La noticia llegó hasta los pasillos de la fiscalía estatal en Tuxtla Gutiérrez, la capital del Estado, que movilizó a oficiales de la Policía Preventiva, Policía de Investigación y peritos para intentar esclarecer el atroz acontecimiento. Pero cuando la ley se impone por mano propia en estas comunidades, poco margen le queda a la autoridad en su esfuerzo por esclarecer lo ocurrido, establecer responsabilidades y llevar ante la justicia a los culpables. La nota de prensa de la Fiscalía muestra el fiasco que sufrieron sus responsables del orden: cuando comenzaron a indagar entre los vecinos qué vieron o escucharon se hallaron con un mutismo pesado, tan rotundo como elocuente. Los oficiales refirieron que los pobladores “ignoraban los motivos de su fallecimiento”.
Ante el silencio grupal, los policías –acompañados siempre de autoridades tradicionales, según la misma nota– arribaron al panteón municipal, donde la familia del joven asesinado sepultaba el cadáver. Los peritos pidieron la autorización para efectuar la necropsia de ley, pero no hay orden de juez que impere en la zona: se negaron. “No obstante, al realizar un reconocimiento del cuerpo, los elementos de la policía de Investigación y peritos constataron que presentaba lesiones por quemadura de tercer grado en toda su anatomía”, explican desde la fiscalía. A las autoridades no les ha quedado más remedio que informar de que continuarán con sus pesquisas “con apego al protocolo de homicido con el propósito de fincar responsabilidades y que este hecho no quedará impune”.
Juan Manuel Zardain, quien trabaja como defensor de derechos humanos en Chiapas, recurre a un juego de palabras para explicar la cotidianidad de estas comunidades: “En esos pueblos la autoridad tiene poca autoridad y ellos se basan en sus tradiciones. Sus autoridades locales tienen más poder que las civiles, las del Estado”, dice en conversación telefónica. A quienes velan por los derechos humanos, como Zardain, también les queda poco margen de trabajo. Él dice que visitan la zona, intentan recabar información y poco más. Solo les queda hacer un informe y presentar recomendaciones al liderazgo local. “Son pueblos donde suceden cosas fuera de la ley”, afirma. Con resignación, Zardain dice que es posible que lo sucedido quede impune. “Las investigaciones se vuelven lentas y confusas, porque se protegen entre ellos y es difícil que un fiscal pueda demostrar el delito de asesinato cuando se realiza así”, explica.

........

*Tarea 1*.
Responda según el fragmento sobre el homicidio en Chiapas:
(a) ¿En qué ciudad se encuentra la fiscalía estatal?
(b) ¿Qué lesiones constataron los peritos en el cuerpo?
(c) ¿A qué se dedica Juan Manuel Zardain?
*Tarea 2*. Prosiga el fragmento sobre el homicidio en Chiapas a partir de su última oración.
Los registros no guardan relación alguna con el fragmento.

(Datos recopilados)
........

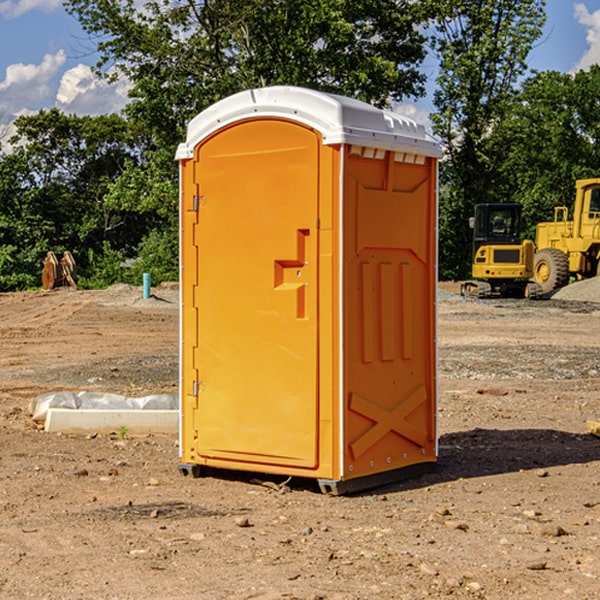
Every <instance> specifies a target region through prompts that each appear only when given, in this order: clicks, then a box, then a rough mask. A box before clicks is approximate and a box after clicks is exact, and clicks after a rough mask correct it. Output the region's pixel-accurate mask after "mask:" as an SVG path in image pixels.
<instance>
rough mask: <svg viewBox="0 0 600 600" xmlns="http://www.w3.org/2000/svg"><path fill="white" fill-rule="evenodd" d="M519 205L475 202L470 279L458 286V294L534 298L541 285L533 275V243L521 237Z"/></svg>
mask: <svg viewBox="0 0 600 600" xmlns="http://www.w3.org/2000/svg"><path fill="white" fill-rule="evenodd" d="M521 209H522V207H521V205H520V204H509V203H496V204H492V203H487V204H477V205H475V216H474V217H471V219H470V223H469V224H470V226H471V227H472V229H473V265H472V269H471V275H472V278H473V279H471V280H468V281H465V282H464V283H463V284H462V285H461V295H463V296H469V297H473V298H492V297H505V298H506V297H509V298H537V297H539V296H541V295H542V288H541V286H540V285H539V284H538V283H536V282H534V281H530V279H532V277H533V274H534V253H535V246H534V243H533V242H532V241H531V240H521V230H522V227H523V221H522V218H521Z"/></svg>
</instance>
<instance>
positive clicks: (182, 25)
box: [66, 0, 432, 280]
mask: <svg viewBox="0 0 600 600" xmlns="http://www.w3.org/2000/svg"><path fill="white" fill-rule="evenodd" d="M66 7H67V10H68V11H69V12H70V13H71V14H73V15H74V16H75V17H76V18H77V19H78V20H79V22H80V23H81V25H82V26H83V28H84V30H85V31H86V32H87V33H88V34H89V36H90V40H91V41H92V43H93V44H94V45H96V47H97V50H98V52H99V54H100V60H99V62H98V64H97V73H98V74H101V75H102V76H104V77H107V78H108V79H111V78H117V77H121V76H124V77H126V78H127V79H128V80H129V81H130V82H131V84H132V87H131V90H130V98H131V101H130V103H129V104H128V106H127V107H126V109H125V113H126V115H127V117H128V118H129V119H130V121H131V122H132V123H134V124H135V125H136V126H138V127H141V128H143V130H144V131H146V132H148V134H149V136H150V137H151V139H152V143H151V144H149V145H148V147H147V149H146V152H145V153H144V156H143V160H142V161H136V160H131V161H128V162H127V163H126V165H125V168H124V170H123V172H122V174H121V176H120V177H119V179H118V180H117V181H115V182H113V183H111V184H110V185H109V188H108V191H107V194H106V197H105V198H104V200H105V203H104V205H105V206H106V207H108V208H110V209H111V210H112V211H115V212H116V213H117V214H130V215H133V214H136V215H138V216H139V217H140V218H144V219H145V220H146V221H147V222H148V223H150V222H151V223H152V225H151V226H150V227H149V228H148V229H147V230H146V235H147V237H145V238H144V239H143V241H142V243H140V244H139V246H138V251H139V256H138V260H137V261H136V262H135V263H134V266H133V267H132V269H131V271H130V272H129V276H130V277H137V276H138V274H139V273H138V271H140V270H141V269H143V270H147V271H150V272H151V273H152V274H153V279H159V280H160V279H163V278H168V277H177V238H178V228H177V214H178V206H177V202H178V192H177V190H178V186H177V165H176V163H175V162H174V160H173V156H174V153H175V149H176V146H177V144H178V143H179V142H181V141H183V139H185V129H186V126H187V123H188V122H189V121H190V120H191V119H192V118H193V117H194V116H195V115H196V114H198V113H199V112H201V111H202V110H204V109H205V108H207V107H208V106H210V105H211V104H213V103H214V102H216V101H218V100H220V99H221V98H224V97H226V96H229V95H231V94H233V93H235V92H238V91H240V90H243V89H248V88H252V87H260V86H267V85H275V84H286V85H299V86H305V87H311V88H316V89H320V90H323V91H328V92H335V93H340V94H344V95H348V96H353V97H356V98H360V99H362V100H365V101H367V102H371V103H373V104H376V105H379V106H383V105H386V104H388V103H389V102H390V101H391V100H400V99H402V98H404V97H406V96H414V97H416V96H418V95H421V94H422V93H423V92H424V81H425V76H424V75H423V74H422V73H420V71H419V64H420V63H421V61H422V60H423V58H424V56H425V41H426V40H425V37H424V35H423V33H421V31H420V29H419V28H418V26H419V25H420V24H422V23H424V22H425V21H426V19H427V17H428V11H430V10H432V7H431V6H430V4H429V3H418V2H417V3H415V2H413V1H412V0H377V1H374V0H303V1H302V2H299V1H298V0H204V1H201V2H195V1H194V0H176V1H175V2H174V1H173V0H147V1H146V2H144V3H143V4H142V5H140V3H139V2H136V1H135V0H125V1H121V0H118V1H117V0H67V2H66ZM94 261H95V263H96V264H97V265H98V266H99V268H100V265H101V264H102V265H103V266H102V270H103V272H106V273H108V272H110V271H111V269H107V267H106V265H105V264H103V261H102V257H101V255H100V254H95V255H94ZM109 262H110V261H109Z"/></svg>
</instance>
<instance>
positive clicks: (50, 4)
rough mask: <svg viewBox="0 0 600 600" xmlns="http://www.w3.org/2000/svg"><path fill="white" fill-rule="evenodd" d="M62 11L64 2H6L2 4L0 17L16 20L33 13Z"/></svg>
mask: <svg viewBox="0 0 600 600" xmlns="http://www.w3.org/2000/svg"><path fill="white" fill-rule="evenodd" d="M58 9H62V0H17V1H16V2H14V1H12V0H6V1H5V2H0V15H2V16H4V17H6V18H7V19H15V18H16V17H20V16H21V15H23V14H25V13H27V12H29V11H32V10H42V11H43V12H46V13H48V12H52V11H53V10H58Z"/></svg>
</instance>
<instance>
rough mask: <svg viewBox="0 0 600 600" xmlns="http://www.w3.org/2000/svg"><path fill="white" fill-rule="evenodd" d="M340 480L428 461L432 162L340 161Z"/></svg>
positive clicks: (434, 283)
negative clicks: (342, 369)
mask: <svg viewBox="0 0 600 600" xmlns="http://www.w3.org/2000/svg"><path fill="white" fill-rule="evenodd" d="M344 181H345V207H344V221H345V225H344V230H345V241H344V247H345V255H344V296H345V303H344V307H345V308H344V315H345V317H344V339H345V343H344V352H345V361H344V385H345V389H344V401H345V403H346V405H345V406H346V417H345V424H344V427H345V434H344V440H345V443H344V477H345V478H354V477H359V476H365V475H370V474H375V473H378V472H381V471H386V470H391V469H398V468H402V467H406V466H409V465H414V464H416V463H421V462H432V461H435V459H436V456H435V454H436V432H435V395H436V385H435V340H434V338H435V308H434V306H435V285H436V284H435V260H436V259H435V256H436V248H435V244H436V236H435V225H436V214H435V211H436V201H435V181H436V169H435V162H434V161H433V160H432V159H431V158H426V157H424V156H423V157H415V156H413V155H406V154H404V153H395V152H390V151H376V150H371V149H368V148H360V147H351V148H350V151H349V155H348V158H347V160H346V175H345V178H344Z"/></svg>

........

*Resultado 1*.
(a) En Tuxtla Gutiérrez, la capital del Estado.
(b) Lesiones por quemadura de tercer grado en toda su anatomía.
(c) Trabaja como defensor de derechos humanos en Chiapas.

*Resultado 2*.
El hecho de Santiago El Pinar recuerda a uno similar ocurrido el pasado verano en la comunidad de Papatlazolco, en el Estado de puebla, donde lincharon y quemaron a Daniel Picazo, de 31 años, un asesor político. La familia contó que el joven, originario de la zona, debió perderse entre las comunidades indígenas, donde fue interceptado por una turba que acabó con su vida. Los vecinos lo acusaron de querer llevarse a un menor, aunque las autoridades no dieron por cierta esa historia ni nadie pudo demostrar algo parecido. Los linchamientos son habituales en México, donde en muchas comunidades rurales los vecinos se toman la justicia por su mano. Un estudio de la Universidad Iberoamericana en Puebla muestra que en ese Estado entre 2015 y 2019 fueron linchadas 78 personas. Los linchamientos, explican los investigadores en ese estudio, se relacionan con la pobreza y la desigualdad, pero también con el abandono que hace que en muchas comunidades se imponga una ley que, sin juicios ni investigaciones formales, castiga por lo que se supone son faltas graves. Y una vez se impone esa justicia, solo queda callar. Un silencio elocuente, fantasmal, correctivo, como el que impera en Santiago El Pinar.